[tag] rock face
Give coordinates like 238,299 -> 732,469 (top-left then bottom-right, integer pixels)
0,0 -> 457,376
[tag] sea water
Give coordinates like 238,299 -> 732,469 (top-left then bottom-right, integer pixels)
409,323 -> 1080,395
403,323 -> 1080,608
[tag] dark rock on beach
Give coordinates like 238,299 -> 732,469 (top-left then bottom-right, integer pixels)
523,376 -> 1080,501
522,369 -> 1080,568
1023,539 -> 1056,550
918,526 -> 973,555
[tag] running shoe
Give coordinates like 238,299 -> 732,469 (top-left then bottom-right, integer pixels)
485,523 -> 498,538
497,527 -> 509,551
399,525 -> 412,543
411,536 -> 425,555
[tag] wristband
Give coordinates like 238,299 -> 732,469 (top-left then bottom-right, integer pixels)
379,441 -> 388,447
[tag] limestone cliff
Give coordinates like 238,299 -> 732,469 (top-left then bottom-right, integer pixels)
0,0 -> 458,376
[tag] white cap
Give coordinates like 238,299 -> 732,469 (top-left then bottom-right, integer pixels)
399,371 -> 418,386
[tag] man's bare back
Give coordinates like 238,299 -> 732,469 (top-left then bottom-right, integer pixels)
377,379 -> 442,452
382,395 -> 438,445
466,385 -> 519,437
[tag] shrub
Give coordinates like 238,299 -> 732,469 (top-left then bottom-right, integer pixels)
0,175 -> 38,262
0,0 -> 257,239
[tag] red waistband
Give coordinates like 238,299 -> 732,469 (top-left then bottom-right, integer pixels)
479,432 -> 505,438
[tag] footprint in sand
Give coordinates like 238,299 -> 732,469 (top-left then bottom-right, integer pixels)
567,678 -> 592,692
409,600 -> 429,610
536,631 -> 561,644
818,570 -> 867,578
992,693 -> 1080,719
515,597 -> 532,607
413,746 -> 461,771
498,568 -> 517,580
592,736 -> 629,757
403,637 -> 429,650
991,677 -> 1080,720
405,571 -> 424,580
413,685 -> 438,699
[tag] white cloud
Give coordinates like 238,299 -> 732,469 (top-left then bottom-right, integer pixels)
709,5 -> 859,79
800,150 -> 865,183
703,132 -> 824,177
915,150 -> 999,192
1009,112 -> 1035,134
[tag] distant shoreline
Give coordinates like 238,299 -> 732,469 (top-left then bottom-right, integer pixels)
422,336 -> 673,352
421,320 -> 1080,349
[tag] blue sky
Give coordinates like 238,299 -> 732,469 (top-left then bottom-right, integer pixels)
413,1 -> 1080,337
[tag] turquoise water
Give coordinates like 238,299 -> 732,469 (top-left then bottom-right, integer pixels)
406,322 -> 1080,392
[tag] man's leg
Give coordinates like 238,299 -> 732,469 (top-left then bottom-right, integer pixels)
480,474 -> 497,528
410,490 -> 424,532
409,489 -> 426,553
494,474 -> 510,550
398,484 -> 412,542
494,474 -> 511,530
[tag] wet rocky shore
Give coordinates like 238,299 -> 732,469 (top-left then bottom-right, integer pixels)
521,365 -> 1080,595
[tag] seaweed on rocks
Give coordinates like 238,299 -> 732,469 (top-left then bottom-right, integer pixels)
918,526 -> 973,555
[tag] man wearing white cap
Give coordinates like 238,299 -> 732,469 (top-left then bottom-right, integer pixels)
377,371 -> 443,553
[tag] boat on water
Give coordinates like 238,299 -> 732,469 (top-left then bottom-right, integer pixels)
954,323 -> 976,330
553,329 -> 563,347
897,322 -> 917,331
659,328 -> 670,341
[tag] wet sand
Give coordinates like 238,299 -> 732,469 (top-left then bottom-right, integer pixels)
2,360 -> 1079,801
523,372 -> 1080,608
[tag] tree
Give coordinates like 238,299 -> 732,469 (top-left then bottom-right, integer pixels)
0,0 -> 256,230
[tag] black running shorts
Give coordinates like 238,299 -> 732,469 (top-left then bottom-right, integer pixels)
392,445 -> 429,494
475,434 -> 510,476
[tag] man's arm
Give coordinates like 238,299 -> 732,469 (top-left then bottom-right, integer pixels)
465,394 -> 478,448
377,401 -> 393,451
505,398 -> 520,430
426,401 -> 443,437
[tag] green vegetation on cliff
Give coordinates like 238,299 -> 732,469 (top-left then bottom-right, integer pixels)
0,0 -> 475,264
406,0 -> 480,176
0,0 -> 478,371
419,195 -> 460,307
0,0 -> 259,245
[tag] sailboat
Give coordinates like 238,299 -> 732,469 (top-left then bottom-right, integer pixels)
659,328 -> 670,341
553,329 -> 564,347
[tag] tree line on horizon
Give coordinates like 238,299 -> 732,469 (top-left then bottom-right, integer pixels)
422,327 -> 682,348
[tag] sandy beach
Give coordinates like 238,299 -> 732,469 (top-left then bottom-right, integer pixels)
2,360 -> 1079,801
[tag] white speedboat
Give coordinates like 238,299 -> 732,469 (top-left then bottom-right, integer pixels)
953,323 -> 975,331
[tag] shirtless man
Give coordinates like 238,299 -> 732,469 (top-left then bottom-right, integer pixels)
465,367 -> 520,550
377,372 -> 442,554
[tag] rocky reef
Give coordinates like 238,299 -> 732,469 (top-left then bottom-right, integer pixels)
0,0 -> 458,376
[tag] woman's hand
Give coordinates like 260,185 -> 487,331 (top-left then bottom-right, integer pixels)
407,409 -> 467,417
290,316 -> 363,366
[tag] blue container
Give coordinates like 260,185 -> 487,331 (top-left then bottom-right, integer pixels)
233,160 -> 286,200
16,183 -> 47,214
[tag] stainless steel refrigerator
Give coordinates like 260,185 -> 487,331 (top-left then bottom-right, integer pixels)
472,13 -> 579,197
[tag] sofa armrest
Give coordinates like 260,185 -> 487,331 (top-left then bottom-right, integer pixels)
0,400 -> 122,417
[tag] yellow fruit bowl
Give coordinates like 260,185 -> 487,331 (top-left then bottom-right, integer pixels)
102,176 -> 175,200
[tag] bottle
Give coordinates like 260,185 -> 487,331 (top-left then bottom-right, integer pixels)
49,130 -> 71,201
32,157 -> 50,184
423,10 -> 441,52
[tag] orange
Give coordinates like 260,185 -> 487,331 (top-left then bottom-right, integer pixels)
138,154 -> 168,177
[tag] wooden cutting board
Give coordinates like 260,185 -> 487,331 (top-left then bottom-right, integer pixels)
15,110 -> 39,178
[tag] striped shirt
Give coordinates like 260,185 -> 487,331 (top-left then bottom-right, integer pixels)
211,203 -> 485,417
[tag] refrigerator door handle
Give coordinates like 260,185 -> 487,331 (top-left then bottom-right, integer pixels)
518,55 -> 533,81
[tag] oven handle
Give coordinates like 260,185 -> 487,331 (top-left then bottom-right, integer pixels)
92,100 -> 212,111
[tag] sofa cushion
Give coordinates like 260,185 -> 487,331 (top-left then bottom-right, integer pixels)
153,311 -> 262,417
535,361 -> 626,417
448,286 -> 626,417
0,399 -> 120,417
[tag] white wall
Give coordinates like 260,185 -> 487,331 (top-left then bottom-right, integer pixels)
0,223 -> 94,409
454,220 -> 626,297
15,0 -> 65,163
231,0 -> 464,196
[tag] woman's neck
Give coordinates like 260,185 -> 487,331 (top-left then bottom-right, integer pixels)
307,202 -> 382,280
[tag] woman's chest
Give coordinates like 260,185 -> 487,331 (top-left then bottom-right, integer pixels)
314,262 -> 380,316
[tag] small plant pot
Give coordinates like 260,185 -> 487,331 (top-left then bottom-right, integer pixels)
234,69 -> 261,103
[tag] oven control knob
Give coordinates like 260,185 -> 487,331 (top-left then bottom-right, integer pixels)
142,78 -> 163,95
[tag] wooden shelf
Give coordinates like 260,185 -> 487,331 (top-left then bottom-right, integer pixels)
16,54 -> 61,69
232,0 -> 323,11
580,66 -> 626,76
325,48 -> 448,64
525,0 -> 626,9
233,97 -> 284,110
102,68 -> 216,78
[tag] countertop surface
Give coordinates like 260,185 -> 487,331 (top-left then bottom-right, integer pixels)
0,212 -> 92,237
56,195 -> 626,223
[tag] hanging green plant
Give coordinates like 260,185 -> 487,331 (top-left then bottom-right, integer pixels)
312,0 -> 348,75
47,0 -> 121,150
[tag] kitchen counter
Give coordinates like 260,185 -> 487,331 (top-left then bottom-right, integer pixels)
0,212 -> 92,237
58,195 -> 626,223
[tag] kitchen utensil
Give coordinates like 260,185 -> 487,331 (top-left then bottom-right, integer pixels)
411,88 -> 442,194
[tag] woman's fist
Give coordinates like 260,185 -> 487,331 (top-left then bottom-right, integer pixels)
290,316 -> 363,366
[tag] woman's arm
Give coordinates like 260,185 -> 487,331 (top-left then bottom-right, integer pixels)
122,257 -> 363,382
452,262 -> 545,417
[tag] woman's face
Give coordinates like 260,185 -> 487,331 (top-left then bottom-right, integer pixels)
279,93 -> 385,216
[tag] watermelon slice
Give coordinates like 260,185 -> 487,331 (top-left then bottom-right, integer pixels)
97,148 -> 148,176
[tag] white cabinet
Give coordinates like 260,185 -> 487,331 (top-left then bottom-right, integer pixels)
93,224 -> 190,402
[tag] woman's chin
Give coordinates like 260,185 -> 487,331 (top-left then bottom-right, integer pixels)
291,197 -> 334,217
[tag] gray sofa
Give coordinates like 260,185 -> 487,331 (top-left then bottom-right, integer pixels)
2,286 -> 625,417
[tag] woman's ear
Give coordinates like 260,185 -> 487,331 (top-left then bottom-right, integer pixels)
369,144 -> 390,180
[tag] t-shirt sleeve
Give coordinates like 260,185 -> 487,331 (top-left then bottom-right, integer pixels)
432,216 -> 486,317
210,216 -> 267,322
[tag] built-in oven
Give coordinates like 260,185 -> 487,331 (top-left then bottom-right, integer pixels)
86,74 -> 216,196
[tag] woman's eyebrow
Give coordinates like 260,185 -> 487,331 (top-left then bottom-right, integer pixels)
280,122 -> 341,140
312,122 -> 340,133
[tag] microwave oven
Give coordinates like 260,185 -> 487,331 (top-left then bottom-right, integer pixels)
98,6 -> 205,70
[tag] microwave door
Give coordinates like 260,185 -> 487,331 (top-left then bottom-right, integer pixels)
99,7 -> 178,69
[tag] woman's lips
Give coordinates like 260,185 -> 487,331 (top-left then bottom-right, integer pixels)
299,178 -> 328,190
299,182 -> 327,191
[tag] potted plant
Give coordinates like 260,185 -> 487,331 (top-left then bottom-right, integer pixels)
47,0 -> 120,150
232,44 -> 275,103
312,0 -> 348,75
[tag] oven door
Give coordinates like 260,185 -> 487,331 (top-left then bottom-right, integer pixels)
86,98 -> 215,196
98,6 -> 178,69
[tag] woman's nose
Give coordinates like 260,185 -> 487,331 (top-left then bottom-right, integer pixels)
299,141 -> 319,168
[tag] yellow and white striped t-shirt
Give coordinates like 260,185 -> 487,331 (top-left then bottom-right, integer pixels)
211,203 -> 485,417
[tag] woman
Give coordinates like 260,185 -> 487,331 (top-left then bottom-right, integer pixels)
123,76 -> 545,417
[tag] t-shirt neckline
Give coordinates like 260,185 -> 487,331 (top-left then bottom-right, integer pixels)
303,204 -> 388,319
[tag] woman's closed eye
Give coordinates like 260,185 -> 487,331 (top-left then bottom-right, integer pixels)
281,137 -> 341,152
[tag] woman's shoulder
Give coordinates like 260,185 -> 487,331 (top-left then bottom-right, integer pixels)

*PROMPT:*
Above this task is a listing. Restate, word for word and with nothing added, the lines from the one with "[tag] sea water" through the one with "[tag] footprint in sand".

*ANSWER SPACE:*
[tag] sea water
Give coordinates like 238,299 -> 732,469 (top-left then bottom-right, integer pixels)
409,323 -> 1080,395
403,323 -> 1080,608
[tag] dark rock on beach
Give coordinates like 238,299 -> 732,469 (top-left then bottom-right, integer pixels)
523,376 -> 1080,501
522,369 -> 1080,568
1023,539 -> 1056,550
918,526 -> 973,555
[tag] running shoe
Give coordinates like 238,299 -> 732,469 (top-left then bottom-right, integer pixels)
485,523 -> 498,538
497,527 -> 509,551
399,525 -> 412,543
411,536 -> 425,555
[tag] wristband
Give coordinates like 238,299 -> 732,469 (top-left then bottom-right, integer pixels)
379,441 -> 388,447
[tag] limestone cliff
Give coordinates like 238,299 -> 732,469 (top-left then bottom-right, integer pixels)
0,0 -> 458,376
[tag] white cap
Give coordinates like 238,299 -> 732,469 (top-left then bottom-right, integer pixels)
399,371 -> 418,386
[tag] man's bare back
Give coordinates like 238,299 -> 732,469 (top-left then bottom-right, integer pixels)
377,379 -> 442,452
382,395 -> 438,445
466,385 -> 519,437
[tag] shrub
Give coordinates like 238,299 -> 732,469 (top-left then bottom-right, integer pixels)
0,175 -> 38,262
0,0 -> 257,239
[tag] red waistband
Give coordinates like 238,299 -> 732,469 (top-left then bottom-right, integer pixels)
479,432 -> 505,438
[tag] footprint in sand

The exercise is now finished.